Conjunto de tareas —
1. Por favor, imprime el fragmento del texto sobre la serie Lucifer que va de "Netflix me conoce." a "nada mal tampoco...".
2. Enumera los posibles motivos que da el texto sobre la serie Lucifer para no haber atendido la recomendación de Netflix.

De Lucifer, Tom Ellis y terapia psicológica

Netflix me conoce. Lleva años aprendiendo acerca de mí. A veces le hago caso a sus sugerencias. A veces no. Un par de meses atrás noté que Netflix insistía en recomendarme la serie "Lucifer", pero por motivos que no logro entender, no le presté atención. Quizás fue por puritana. Quizás por falta de curiosidad. Quizás por dejadez. Había escuchado un poco acerca del fandom de Lucifer. Incluso vi el video de los "thirsty tweets" de Tom Ellis (que ahora comprendo mucho, mucho mejor). Pero hasta hace un mes, no me había dignado a ver ni un episodio de este programa. No sé ni siquiera qué estaba esperando, pero resultó ser un programa de detectives en que el personaje principal es el diablo. Lucifer, Satanás. Belcebú. Ya vi la primera temporada y me gusta la trama. Y pues, esta otra trama no está nada mal tampoco...

Datos —
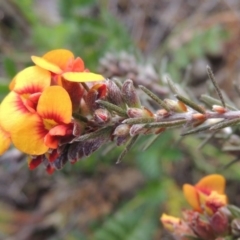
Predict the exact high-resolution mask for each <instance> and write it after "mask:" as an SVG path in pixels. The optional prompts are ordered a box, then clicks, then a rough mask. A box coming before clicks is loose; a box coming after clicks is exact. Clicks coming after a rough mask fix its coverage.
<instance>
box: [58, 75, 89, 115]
mask: <svg viewBox="0 0 240 240" xmlns="http://www.w3.org/2000/svg"><path fill="white" fill-rule="evenodd" d="M62 86H63V87H64V89H65V90H66V91H67V92H68V94H69V96H70V98H71V102H72V109H73V112H77V111H78V110H79V107H80V101H81V99H82V97H83V94H84V92H85V90H84V88H83V86H82V85H81V84H79V83H75V82H70V81H67V80H65V79H63V78H62Z"/></svg>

Soluciones —
1.
Netflix me conoce. Lleva años aprendiendo acerca de mí. A veces le hago caso a sus sugerencias. A veces no. Un par de meses atrás noté que Netflix insistía en recomendarme la serie "Lucifer", pero por motivos que no logro entender, no le presté atención. Quizás fue por puritana. Quizás por falta de curiosidad. Quizás por dejadez. Había escuchado un poco acerca del fandom de Lucifer. Incluso vi el video de los "thirsty tweets" de Tom Ellis (que ahora comprendo mucho, mucho mejor). Pero hasta hace un mes, no me había dignado a ver ni un episodio de este programa. No sé ni siquiera qué estaba esperando, pero resultó ser un programa de detectives en que el personaje principal es el diablo. Lucifer, Satanás. Belcebú. Ya vi la primera temporada y me gusta la trama. Y pues, esta otra trama no está nada mal tampoco...

2.
- Por puritana
- Por falta de curiosidad
- Por dejadez